10.9 EXCLUSIVITY. Until this Agreement is terminated by its terms,
-----------
neither the Company, any of its Subsidiaries nor the Sellers (and neither the
Company nor the Sellers shall cause or permit any Insider or agent or any other
Person acting on behalf of any Seller, the Company, or its Affiliates to), (a)
solicit, initiate or encourage the submission of any proposal or offer from any
Person (including any of them) relating to any (i) liquidation, dissolution or
recapitalization of, (ii) merger or consolidation with or into, (iii)
acquisition or purchase of assets of or any equity interest in or (iv) similar
transaction or business combination involving the Company or (b) participate in
any discussions or negotiations regarding, furnish any information with respect
to, assist or participate in, or facilitate in any other manner any effort or
attempt by any other Person to do or seek any of the foregoing. The Company and
each Seller agrees that it will discontinue immediately (and will cause any
Insider or agent or any other Person acting on behalf of any Seller, the
Company, or its Affiliates to discontinue immediately) any negotiations or
discussion with respect to any of the foregoing. Until this Agreement is
terminated by its terms, the Sellers and the Company shall notify the Purchaser
immediately if any Person makes any proposal, offer, inquiry or contact with
respect to any of the foregoing.
10.10 BOOKS AND RECORDS. Unless otherwise consented to in writing by
-----------------
the Representative and the Purchaser, the Purchaser and the Sellers will not,
for a period of seven years following the date hereof, destroy, alter or
otherwise dispose of any of the books and records of the Company acquired by the
Purchaser hereunder or retained by any Seller without first offering to
surrender to the other Party such books and records or any portion thereof of
which the Sellers or the Purchaser may intend to destroy, alter or dispose. The
Purchaser and the Sellers will allow the other party's representatives,
attorneys and accountants access to such books and records, upon reasonable
request during such party's normal business hours, for the purpose of examining
and copying the same in connection with any matter whether or not related to or
arising out of this Agreement or the transactions contemplated hereby.
10.11 APPOINTMENT OF REPRESENTATIVE.
-----------------------------
(a) Powers of Attorney. Each Seller irrevocably constitutes and
------------------
appoints Xxxxx Xxxxxxx, Xx. (the Representative") as such Seller's true and
--------------
lawful agent, proxy and attorney-in-fact and agent and authorizes the
Representative acting for such Seller and in such Seller's name, place and
stead, in any and all capacities to do and perform every act and thing required
or permitted to be done in connection with the transactions contemplated by this
Agreement, as fully to all intents and purposes as such Person might or could do
in person, including, without limitation:
(i) determine the presence (or absence) of claims for
indemnification against the Purchaser pursuant to Section 9.2 above;
-36-
(ii) deliver all notices required to be delivered by such Seller
under this Agreement, including, without limitation, any notice of a claim
for which indemnification is sought under Section 9.2 above;
(iii) receive all notices required to be delivered to such Seller
under this Agreement, including, without limitation, any notice of a claim
for which indemnification is sought under Section 9.2 above;
(iv) take any and all action on behalf of such Seller from time to
time as the Representative may deem necessary or desirable to defend,
pursue, resolve and/or settle claims under this Agreement, including,
without limitation, indemnification under Section 9.2; and
(v) to engage and employ agents and representatives (including
accountants, legal counsel and other professionals) and to incur such other
expenses as he deems necessary or prudent in connection with the
administration of the foregoing.

....................

• _WORK INSTRUCTIONS_
Write the next part of the agreement excerpt above, picking up after its final line. The records after this stand apart from the agreement excerpt and have no tie to it.

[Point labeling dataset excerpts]
....................

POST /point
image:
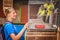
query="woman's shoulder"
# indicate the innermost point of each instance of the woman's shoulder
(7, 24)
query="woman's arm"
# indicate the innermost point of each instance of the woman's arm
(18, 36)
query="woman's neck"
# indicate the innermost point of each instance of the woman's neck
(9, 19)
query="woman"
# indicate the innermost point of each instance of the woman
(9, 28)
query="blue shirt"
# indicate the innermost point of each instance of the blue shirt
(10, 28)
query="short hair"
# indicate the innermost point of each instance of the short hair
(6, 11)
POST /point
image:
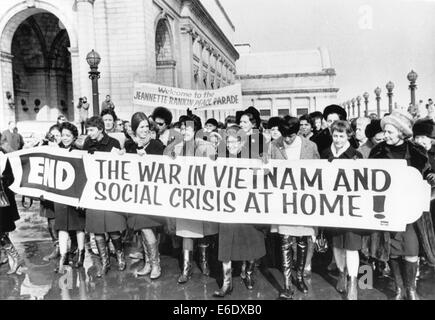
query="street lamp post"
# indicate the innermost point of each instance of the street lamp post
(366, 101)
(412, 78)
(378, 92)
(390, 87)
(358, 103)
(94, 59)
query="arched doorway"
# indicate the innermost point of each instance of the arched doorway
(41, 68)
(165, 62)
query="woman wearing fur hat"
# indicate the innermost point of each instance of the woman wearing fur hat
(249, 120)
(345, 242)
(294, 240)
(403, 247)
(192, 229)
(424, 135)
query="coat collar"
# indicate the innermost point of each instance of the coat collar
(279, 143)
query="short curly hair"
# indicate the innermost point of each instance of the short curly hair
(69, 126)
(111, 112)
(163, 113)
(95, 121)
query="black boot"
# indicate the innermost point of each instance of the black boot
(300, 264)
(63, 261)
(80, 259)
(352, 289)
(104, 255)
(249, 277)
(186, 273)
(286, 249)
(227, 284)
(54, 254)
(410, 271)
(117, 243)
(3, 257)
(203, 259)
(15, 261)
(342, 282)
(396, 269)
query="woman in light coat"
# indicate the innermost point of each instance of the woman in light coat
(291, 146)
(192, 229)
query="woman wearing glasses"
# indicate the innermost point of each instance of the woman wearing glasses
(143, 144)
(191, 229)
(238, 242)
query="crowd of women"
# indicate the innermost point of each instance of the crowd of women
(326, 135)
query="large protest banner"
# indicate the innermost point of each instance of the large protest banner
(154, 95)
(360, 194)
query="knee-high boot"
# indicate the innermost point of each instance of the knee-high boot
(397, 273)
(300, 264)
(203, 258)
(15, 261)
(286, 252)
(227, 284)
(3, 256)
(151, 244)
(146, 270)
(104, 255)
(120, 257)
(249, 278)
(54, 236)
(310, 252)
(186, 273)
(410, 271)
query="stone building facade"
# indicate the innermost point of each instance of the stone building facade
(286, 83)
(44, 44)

....................

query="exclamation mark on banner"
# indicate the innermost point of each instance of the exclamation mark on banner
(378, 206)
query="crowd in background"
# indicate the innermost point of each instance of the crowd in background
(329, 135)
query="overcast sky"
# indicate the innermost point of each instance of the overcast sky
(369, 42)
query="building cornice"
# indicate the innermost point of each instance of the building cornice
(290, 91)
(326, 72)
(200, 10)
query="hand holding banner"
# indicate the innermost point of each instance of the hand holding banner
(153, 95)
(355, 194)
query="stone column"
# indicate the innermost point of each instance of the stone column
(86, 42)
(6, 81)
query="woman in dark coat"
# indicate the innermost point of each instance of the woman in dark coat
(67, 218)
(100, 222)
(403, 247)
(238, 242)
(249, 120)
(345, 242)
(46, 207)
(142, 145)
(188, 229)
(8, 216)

....................

• _RESPONSE TO THE TASK_
Each Seller grants unto said attorney-in-fact and agent full power and authority
to do and perform each and every act and thing necessary or desirable to be done
in connection with the transactions contemplated by this Agreement, as fully to
all intents and purposes as the undersigned might or could do in person, hereby
ratifying and confirming all that the Representative may lawfully do or cause to
be done by virtue hereof. Each Seller will, by executing this Agreement agree
that such agency, proxy and power of attorney are coupled with an interest, and
are therefore irrevocable without the consent of the Representative and shall
survive the death, incapacity, or bankruptcy of such Seller. Each Seller
acknowledges and agrees that upon execution of this Agreement, any delivery by
the Representative of any waiver, amendment, agreement, opinion, certificate or
other documents executed by the Representative or any decisions made by the
Representative pursuant to this Section 10.10, such Seller shall be bound by
such documents or decision as fully as if such Seller had executed and delivered
such documents or made such decisions.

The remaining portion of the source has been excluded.